■ To be done
Lay out the lines of the entries below as a numbered list, starting at the line that contains "Where can the grass" and ending at the line that contains "point(192, 96)". Include only those lines, and leave out any blank ones.

--

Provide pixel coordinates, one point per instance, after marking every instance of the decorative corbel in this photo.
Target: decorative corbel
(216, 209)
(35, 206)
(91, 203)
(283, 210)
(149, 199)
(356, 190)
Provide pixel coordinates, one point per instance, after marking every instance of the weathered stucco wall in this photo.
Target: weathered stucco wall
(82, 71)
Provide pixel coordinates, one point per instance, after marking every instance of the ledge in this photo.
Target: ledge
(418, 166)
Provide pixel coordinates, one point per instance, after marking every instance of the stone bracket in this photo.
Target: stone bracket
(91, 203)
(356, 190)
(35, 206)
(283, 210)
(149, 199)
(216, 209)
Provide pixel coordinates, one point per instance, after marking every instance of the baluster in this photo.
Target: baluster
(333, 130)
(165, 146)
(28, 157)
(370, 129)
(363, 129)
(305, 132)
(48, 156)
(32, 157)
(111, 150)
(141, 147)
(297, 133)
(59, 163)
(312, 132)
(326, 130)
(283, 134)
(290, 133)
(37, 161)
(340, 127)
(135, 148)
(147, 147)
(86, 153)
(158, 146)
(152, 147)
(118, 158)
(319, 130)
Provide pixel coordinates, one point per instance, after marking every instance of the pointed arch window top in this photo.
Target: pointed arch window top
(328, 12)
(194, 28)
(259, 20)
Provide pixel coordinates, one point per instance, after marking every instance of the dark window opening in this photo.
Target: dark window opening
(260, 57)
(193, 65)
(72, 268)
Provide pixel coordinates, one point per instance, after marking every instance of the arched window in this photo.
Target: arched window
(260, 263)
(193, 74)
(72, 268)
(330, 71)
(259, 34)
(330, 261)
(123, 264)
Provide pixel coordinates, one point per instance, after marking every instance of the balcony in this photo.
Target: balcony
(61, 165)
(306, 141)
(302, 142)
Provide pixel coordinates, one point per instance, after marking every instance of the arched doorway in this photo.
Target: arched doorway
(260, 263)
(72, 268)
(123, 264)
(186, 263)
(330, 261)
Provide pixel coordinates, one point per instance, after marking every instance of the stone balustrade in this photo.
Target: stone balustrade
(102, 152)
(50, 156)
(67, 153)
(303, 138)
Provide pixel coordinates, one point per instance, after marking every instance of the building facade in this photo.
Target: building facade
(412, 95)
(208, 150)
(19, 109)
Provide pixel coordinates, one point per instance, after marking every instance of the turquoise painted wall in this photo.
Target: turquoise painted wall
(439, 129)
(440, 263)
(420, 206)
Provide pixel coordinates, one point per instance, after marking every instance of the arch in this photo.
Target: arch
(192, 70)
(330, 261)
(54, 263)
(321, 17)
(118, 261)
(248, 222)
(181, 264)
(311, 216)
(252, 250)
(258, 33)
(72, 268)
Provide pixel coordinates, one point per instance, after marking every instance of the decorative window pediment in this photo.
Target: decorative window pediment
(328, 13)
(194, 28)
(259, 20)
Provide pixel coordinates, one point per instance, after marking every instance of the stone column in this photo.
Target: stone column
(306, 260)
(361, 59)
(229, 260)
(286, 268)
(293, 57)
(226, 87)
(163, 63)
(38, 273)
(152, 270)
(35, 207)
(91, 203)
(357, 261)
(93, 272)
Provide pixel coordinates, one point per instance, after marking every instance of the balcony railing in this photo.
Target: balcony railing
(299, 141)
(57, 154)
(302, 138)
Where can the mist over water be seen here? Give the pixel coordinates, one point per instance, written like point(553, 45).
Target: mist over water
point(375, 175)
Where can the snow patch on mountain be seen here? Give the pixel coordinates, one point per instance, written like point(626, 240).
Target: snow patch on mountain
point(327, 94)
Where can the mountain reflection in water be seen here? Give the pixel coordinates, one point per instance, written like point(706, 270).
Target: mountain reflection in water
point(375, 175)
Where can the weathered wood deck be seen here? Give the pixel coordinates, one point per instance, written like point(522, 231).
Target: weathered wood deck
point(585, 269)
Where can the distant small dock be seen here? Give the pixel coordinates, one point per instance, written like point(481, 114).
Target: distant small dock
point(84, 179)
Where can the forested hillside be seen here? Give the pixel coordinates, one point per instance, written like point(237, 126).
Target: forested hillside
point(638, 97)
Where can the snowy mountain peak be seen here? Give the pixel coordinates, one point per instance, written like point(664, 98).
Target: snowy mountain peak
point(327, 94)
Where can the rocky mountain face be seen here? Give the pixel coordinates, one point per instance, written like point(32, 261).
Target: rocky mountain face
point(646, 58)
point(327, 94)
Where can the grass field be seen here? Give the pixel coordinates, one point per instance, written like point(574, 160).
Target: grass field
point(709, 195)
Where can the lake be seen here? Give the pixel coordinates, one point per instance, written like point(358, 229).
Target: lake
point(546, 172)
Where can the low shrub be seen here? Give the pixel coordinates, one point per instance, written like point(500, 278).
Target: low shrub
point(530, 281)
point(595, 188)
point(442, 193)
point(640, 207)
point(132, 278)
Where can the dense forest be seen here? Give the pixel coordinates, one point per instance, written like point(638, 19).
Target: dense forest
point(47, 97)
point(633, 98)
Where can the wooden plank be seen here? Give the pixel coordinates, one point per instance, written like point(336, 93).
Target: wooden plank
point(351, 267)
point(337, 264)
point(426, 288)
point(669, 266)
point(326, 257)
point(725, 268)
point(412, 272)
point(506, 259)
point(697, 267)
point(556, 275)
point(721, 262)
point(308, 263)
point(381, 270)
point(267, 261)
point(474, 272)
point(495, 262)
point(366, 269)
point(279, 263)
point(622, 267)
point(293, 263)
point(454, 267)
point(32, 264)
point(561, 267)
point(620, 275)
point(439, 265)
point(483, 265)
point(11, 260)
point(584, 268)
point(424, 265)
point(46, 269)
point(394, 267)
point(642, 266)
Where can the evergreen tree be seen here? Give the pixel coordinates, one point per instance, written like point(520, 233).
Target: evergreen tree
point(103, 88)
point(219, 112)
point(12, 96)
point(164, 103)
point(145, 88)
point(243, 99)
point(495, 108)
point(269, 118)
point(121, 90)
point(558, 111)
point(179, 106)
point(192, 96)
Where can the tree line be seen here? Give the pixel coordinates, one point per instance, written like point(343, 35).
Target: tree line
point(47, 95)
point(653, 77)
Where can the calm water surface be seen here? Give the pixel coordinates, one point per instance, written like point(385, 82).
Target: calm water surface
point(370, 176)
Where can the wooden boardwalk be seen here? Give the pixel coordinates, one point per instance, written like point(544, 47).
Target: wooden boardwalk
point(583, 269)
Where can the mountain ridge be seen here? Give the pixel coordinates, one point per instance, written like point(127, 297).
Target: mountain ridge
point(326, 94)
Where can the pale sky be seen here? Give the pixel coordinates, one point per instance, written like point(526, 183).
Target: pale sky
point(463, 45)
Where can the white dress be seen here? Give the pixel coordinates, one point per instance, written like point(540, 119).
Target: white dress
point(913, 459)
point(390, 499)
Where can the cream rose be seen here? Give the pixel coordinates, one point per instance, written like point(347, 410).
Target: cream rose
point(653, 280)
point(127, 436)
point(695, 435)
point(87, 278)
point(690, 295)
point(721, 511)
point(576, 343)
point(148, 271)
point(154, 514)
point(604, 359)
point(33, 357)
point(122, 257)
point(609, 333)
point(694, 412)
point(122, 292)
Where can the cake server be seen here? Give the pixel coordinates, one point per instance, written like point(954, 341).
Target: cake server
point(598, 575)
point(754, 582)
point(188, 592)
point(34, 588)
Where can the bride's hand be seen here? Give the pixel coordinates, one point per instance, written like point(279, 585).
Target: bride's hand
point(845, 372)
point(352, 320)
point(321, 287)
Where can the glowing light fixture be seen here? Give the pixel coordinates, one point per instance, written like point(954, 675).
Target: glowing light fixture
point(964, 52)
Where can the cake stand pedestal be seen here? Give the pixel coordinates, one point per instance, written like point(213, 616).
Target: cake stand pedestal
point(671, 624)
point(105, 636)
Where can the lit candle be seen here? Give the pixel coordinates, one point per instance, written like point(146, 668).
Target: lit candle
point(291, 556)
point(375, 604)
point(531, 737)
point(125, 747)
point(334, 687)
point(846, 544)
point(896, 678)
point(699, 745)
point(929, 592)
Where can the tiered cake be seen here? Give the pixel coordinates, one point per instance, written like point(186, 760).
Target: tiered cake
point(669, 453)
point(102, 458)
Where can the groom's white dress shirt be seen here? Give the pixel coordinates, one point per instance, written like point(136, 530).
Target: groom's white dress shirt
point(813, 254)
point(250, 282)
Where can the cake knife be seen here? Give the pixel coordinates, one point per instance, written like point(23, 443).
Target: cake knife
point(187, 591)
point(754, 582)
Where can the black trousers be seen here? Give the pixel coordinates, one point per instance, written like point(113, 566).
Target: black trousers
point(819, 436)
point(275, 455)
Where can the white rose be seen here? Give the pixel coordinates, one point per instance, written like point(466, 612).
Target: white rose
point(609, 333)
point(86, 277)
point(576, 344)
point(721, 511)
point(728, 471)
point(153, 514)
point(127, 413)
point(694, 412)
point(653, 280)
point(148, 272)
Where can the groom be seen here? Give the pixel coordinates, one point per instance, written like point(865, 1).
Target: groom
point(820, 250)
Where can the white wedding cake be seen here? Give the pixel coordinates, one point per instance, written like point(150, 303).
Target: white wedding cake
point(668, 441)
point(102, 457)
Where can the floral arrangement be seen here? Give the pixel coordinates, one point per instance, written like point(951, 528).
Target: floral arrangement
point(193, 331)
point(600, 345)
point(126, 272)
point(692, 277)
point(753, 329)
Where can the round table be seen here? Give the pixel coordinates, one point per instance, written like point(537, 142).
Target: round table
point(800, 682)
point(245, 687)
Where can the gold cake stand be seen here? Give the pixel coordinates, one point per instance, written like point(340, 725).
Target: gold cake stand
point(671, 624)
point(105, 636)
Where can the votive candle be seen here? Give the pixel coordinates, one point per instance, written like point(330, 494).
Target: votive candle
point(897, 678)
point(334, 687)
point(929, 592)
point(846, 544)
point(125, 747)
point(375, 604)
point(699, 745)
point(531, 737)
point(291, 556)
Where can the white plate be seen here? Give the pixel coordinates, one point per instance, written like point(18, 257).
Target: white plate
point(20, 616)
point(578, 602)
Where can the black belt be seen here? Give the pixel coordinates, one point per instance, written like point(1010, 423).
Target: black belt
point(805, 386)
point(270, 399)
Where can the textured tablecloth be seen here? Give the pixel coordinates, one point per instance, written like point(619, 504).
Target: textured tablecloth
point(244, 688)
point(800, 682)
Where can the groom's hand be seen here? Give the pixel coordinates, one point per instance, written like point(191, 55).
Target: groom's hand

--

■ Task result
1. Where can the grass field be seen here? Give the pixel coordinates, one point per instance, written like point(574, 160).
2. Target: grass field
3. point(709, 195)
4. Where can the lake be seen here? Give the pixel coordinates, one point per instance, written like point(358, 229).
5. Target: lake
6. point(546, 172)
7. Where can the low shrub be seen here? Give the pixel coordinates, one point per instance, written like point(500, 278).
8. Target: low shrub
9. point(530, 281)
10. point(595, 188)
11. point(442, 193)
12. point(640, 207)
13. point(132, 278)
14. Where can the dense forest be seen here? Give the pixel coordinates, one point per instance, written like point(638, 19).
15. Target: dense forest
16. point(47, 97)
17. point(633, 98)
18. Where can the wooden plank be seen here? Give the pixel coordinates, one point per instance, written like point(336, 93).
19. Target: wooden plank
20. point(351, 267)
21. point(337, 264)
22. point(426, 288)
23. point(669, 266)
24. point(326, 257)
25. point(725, 268)
26. point(412, 272)
27. point(506, 259)
28. point(697, 267)
29. point(556, 275)
30. point(721, 262)
31. point(308, 263)
32. point(381, 270)
33. point(267, 261)
34. point(474, 272)
35. point(495, 262)
36. point(366, 269)
37. point(279, 263)
38. point(622, 267)
39. point(293, 263)
40. point(454, 267)
41. point(32, 264)
42. point(561, 267)
43. point(620, 275)
44. point(439, 265)
45. point(483, 265)
46. point(11, 260)
47. point(584, 268)
48. point(424, 265)
49. point(46, 269)
50. point(394, 267)
51. point(642, 266)
52. Where can the evergreen tree be seen here? Give the pixel coordinates, one point per instance, written like point(520, 233).
53. Target: evergreen tree
54. point(103, 88)
55. point(219, 112)
56. point(12, 96)
57. point(164, 103)
58. point(145, 88)
59. point(243, 99)
60. point(495, 108)
61. point(269, 118)
62. point(121, 90)
63. point(558, 111)
64. point(179, 106)
65. point(192, 96)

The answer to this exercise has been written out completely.